> [Extract provided]:
The data is formatted as num data. This is acceptable, but implies that R doesn’t recognize the data as time-series data. In R you can specify that a series is a time-series, in other words, that there are observations for the same variable but for different time periods. Letting R know that the data is a time-series will help later (with graphing in particular). Redefining series as time-series can be done as shown below. Make sure to amend the code below so that the end year (end=c()) corresponds to the latest year in your dataset (our example uses 2017).

tempdata$Jan <- ts(tempdata$Jan, start=c(1880), end=c(2017), frequency=1) 
tempdata$DJF <- ts(tempdata$DJF, start=c(1880), end=c(2017), frequency=1) 
tempdata$MAM <- ts(tempdata$MAM, start=c(1880), end=c(2017), frequency=1) 
tempdata$JJA <- ts(tempdata$JJA, start=c(1880), end=c(2017), frequency=1) 
tempdata$SON <- ts(tempdata$SON, start=c(1880), end=c(2017), frequency=1) 
tempdata$J.D <- ts(tempdata$J.D, start=c(1880), end=c(2017), frequency=1) 

Note that we placed each of these quarterly series in the relevant middle month. You could do the same for the remaining series, but we will only use the series above in this R walk-through.

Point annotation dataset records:
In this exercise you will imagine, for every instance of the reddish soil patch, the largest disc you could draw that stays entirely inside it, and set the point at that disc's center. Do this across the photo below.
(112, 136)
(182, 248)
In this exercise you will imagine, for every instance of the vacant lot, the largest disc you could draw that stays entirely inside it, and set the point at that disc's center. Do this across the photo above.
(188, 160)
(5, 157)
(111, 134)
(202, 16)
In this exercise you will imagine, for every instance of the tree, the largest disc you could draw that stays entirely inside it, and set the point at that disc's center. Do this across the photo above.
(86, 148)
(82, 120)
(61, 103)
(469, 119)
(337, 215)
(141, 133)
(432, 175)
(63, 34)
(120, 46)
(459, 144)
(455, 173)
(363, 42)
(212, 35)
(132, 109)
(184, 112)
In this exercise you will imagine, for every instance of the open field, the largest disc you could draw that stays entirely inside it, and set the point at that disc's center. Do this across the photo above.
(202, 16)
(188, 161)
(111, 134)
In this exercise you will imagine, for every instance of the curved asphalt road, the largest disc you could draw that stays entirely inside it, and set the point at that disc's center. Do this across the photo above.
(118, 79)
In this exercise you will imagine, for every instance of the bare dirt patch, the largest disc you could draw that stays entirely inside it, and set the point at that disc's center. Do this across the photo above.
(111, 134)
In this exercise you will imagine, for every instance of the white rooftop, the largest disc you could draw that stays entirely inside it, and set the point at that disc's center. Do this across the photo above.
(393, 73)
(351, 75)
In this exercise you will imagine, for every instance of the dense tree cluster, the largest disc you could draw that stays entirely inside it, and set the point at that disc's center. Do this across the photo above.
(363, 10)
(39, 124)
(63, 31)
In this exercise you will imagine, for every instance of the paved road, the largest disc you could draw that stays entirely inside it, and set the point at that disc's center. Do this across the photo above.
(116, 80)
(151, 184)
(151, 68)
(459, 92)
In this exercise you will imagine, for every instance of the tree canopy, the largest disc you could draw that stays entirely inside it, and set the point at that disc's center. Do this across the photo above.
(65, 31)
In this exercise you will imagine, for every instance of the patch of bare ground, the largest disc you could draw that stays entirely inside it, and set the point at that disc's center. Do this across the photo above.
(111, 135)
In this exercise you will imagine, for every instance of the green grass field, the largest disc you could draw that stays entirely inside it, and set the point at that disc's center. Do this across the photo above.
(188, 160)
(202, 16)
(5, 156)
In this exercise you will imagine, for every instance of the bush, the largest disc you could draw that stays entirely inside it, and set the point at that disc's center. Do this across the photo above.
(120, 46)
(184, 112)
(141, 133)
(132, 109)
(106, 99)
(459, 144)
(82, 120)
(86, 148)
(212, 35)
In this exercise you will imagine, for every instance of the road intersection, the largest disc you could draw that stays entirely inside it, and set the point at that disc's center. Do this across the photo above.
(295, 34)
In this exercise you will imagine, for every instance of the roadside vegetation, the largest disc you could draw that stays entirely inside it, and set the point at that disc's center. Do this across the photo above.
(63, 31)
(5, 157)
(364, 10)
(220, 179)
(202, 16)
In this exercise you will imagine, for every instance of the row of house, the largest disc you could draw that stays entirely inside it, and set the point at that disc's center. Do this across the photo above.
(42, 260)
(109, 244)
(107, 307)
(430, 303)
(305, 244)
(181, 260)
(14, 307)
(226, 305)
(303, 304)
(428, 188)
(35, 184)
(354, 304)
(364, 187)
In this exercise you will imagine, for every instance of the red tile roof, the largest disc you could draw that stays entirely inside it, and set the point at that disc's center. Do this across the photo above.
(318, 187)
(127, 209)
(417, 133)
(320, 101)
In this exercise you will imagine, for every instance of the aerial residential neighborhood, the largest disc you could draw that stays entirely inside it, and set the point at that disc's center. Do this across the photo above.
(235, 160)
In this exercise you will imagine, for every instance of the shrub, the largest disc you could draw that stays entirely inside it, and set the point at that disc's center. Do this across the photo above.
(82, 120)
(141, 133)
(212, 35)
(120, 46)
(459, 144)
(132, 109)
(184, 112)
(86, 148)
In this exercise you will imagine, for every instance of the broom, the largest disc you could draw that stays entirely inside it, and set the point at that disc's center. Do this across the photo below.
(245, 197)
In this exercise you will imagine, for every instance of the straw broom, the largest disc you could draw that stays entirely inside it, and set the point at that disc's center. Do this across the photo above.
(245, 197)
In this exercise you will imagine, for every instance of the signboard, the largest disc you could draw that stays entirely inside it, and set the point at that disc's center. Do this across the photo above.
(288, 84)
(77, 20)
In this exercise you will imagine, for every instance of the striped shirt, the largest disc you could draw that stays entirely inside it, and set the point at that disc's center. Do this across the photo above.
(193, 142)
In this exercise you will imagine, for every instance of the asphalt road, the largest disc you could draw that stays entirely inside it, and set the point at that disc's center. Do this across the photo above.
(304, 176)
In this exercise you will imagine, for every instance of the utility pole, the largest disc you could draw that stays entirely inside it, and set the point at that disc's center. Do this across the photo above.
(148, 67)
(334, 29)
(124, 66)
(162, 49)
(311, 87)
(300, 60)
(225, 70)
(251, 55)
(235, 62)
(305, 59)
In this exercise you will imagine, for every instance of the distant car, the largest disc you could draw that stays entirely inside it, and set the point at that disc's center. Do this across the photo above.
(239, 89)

> [Given task A]: Repeat word for word the part of the R time-series walk-through that starts at the words "The data is formatted" and ends after "ts(tempdata$DJF, start=c(1880), end=c(2017), frequency=1)".
> [Given task B]: Write the next part of the R time-series walk-through, picking up after its last sentence.

> [Written response A]:
The data is formatted as num data. This is acceptable, but implies that R doesn’t recognize the data as time-series data. In R you can specify that a series is a time-series, in other words, that there are observations for the same variable but for different time periods. Letting R know that the data is a time-series will help later (with graphing in particular). Redefining series as time-series can be done as shown below. Make sure to amend the code below so that the end year (end=c()) corresponds to the latest year in your dataset (our example uses 2017).

tempdata$Jan <- ts(tempdata$Jan, start=c(1880), end=c(2017), frequency=1) 
tempdata$DJF <- ts(tempdata$DJF, start=c(1880), end=c(2017), frequency=1)

> [Written response B]:
To draw a line chart for the years 1880–2016, we use R’s plot function. The title on the next line adds a title to the chart, and the axis draws horizontal and vertical axes according to our specifications. The following code uses data for January as an example.

plot(tempdata$Jan,type="l",col="blue", lwd = 2, # Set line width and colour
     ylab="Annual temperature anomalies", xlab="Year")
title("Average temperature anomaly in January \n in the northern hemisphere (1880-2016)")  # \n creates a line break
abline(h=0,col="darkorange2",lwd = 2) # Add a horizontal line (at y=0)
text(2000,-0.1,"1951-1980 average") # Add a label to the horizontal line

Northern hemisphere January temperatures (1880–2016).

Figure 1.2 Northern hemisphere January temperatures (1880–2016).

Try different values for type and col in the plot command to figure out what these options do (some online research could help). xlab and ylab define the respective axis titles.

It is important to remember that all axis and chart titles should be enclosed in quotation marks (""), as well as any words that are not options (for example, colour names or filenames).

  1. The columns labelled DJF, MAM, JJA, and SON contain seasonal averages (means). For example, the MAM column contains the average of the March, April, and May columns for each year. Plot a separate line chart for each season, using average temperature anomaly for that season on the vertical axis and time (1880–2016) on the horizontal axis.
  1. The column labelled JD contains the average temperature anomaly for each year.

R walk-through 1.3 Producing a line chart for the annual temperature anomalies

This is where the power of programming languages comes into play. Take the code used in R walk-through 1.2 and replace the variable name Jan with the name for the annual variable (J.D).

plot(tempdata$J.D,type="l",col="blue",lwd = 2,   # Set line width and colour
     ylab="Annual temperature anomalies", xlab="Year")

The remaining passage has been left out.